Task to carry out :: Your output must match the records exactly, line for line.

*** Task data Section Begins ***

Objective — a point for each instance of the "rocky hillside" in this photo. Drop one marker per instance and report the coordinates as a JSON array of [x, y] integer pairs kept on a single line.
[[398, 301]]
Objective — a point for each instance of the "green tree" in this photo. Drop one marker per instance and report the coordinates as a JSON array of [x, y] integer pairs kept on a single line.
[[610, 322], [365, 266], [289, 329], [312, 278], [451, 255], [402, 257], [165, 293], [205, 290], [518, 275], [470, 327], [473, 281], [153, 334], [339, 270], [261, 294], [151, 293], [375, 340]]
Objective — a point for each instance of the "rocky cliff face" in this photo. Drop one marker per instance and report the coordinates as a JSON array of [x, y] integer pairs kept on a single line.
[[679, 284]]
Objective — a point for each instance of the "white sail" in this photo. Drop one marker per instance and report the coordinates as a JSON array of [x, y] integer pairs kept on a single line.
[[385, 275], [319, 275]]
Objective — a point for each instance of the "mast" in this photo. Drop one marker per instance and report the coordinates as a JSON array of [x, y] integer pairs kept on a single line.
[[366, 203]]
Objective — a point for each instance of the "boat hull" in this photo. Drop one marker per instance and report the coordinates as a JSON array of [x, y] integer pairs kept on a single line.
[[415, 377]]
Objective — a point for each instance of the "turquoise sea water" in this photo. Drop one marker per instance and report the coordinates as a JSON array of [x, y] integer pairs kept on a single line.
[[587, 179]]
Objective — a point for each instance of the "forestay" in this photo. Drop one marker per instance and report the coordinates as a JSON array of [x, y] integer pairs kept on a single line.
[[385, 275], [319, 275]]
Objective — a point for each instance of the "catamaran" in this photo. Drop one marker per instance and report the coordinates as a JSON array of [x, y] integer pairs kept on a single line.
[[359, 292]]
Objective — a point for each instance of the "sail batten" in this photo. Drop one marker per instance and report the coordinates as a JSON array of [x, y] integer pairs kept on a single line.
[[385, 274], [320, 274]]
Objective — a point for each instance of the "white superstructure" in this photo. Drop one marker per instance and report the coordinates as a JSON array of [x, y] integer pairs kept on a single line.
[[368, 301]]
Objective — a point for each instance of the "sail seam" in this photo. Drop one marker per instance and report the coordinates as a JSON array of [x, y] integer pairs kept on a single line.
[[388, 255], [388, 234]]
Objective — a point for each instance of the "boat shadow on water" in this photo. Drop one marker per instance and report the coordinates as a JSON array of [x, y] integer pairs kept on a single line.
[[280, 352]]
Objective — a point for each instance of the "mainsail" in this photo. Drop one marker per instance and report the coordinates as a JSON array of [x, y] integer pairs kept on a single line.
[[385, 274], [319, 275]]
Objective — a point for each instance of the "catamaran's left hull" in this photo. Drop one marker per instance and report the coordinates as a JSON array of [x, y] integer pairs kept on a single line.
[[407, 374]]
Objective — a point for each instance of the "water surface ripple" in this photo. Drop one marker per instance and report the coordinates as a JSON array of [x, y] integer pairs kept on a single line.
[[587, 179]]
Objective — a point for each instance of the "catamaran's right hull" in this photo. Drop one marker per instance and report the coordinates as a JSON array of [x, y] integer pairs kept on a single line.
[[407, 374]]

*** Task data Section Ends ***

Reply ::
Objective — a point for each instance of the "rocky hillside" in this photo. Drop one marker per instance and report the coordinates as a JSON array of [x, y] integer pairs kept on a single line.
[[398, 301]]
Objective — a point for each instance of the "green tree" in this photo. Drop one marker per instance and report the coordinates as a JSON array of [x, y] integer pairs kept on a single line.
[[610, 322], [365, 266], [289, 329], [312, 278], [451, 255], [402, 257], [165, 293], [205, 290], [518, 275], [470, 327], [473, 281], [153, 334], [339, 270], [261, 294], [151, 293], [375, 340]]
Objective — a point for each instance of the "rocky cliff face" in this photo. Drop one marker per instance and report the coordinates as a JSON array of [x, y] integer pairs kept on a single line.
[[679, 284]]
Objective — a point for each instance of the "white sail" in this photo. Drop one marker per instance and report the coordinates as a JSON array of [x, y] integer pairs kept on a single line.
[[385, 275], [319, 275]]
Objective — a point for each instance of the "mast" in this photo. Drop one marker per instance and report the coordinates as a JSON array of [x, y] integer pairs kept on a single line.
[[366, 203]]
Objective — a point for each instance of the "boat hull" in this photo. Drop one marker per instance and report the coordinates as a JSON array of [x, y] integer pairs kept on a single line.
[[415, 377]]
Objective — a point for each instance of the "turquoise sea water" in this photo. Drop one marker per instance and report the coordinates as a JSON array of [x, y] integer pairs kept on a single line.
[[587, 179]]
Objective — a point for each instance of the "forestay" in this photo. Drop one marker per instance and report the coordinates as a JSON array of [x, y] integer pairs kept on a single line.
[[385, 275], [319, 275]]
Objective — a point for each instance of the "catamaran" in this photo. Drop one marker per instance and report the coordinates as a JSON array of [x, y] integer pairs kept on a single line.
[[359, 292]]
Objective — a point for each instance of the "sail batten" in this photo. Drop one marker per instance and report the coordinates as a JSON array of [x, y] integer pairs kept on a single line.
[[385, 274], [320, 274]]
Objective — a point for each instance of the "white superstructure" in this photo. Drop one marker per instance and report the coordinates as a JSON array of [x, y] integer pairs kept on a single line.
[[368, 301]]
Objective — a point for each instance of the "sail seam" in this photo. Drop one marker per instance and report the coordinates as a JSON array of [x, y] integer pairs kept on a single line.
[[388, 255], [388, 234]]
Objective — a point for each instance of the "boat shadow on water" in this photo. Drop one marker per instance and report the coordinates as a JSON array of [x, y] integer pairs kept on a single line.
[[280, 352]]
Objective — a point for each instance of the "mainsail" in this photo. Drop one marker per instance and report the coordinates as a JSON array of [x, y] integer pairs kept on a single line.
[[385, 274], [319, 275]]
Objective — a point for each instance of the "catamaran's left hull" in this photo. Drop one marker per instance and report the coordinates as a JSON array of [x, y] integer pairs kept on a single line.
[[407, 374]]
Objective — a point for each instance of the "water surface ripple" in this photo. Drop one marker per instance and report the coordinates as a JSON array of [x, y] integer pairs kept on a single line.
[[587, 179]]
Objective — a point for each instance of the "catamaran's right hull" in this photo. Drop one marker per instance and report the coordinates as a JSON array of [x, y] integer pairs kept on a single line.
[[407, 374]]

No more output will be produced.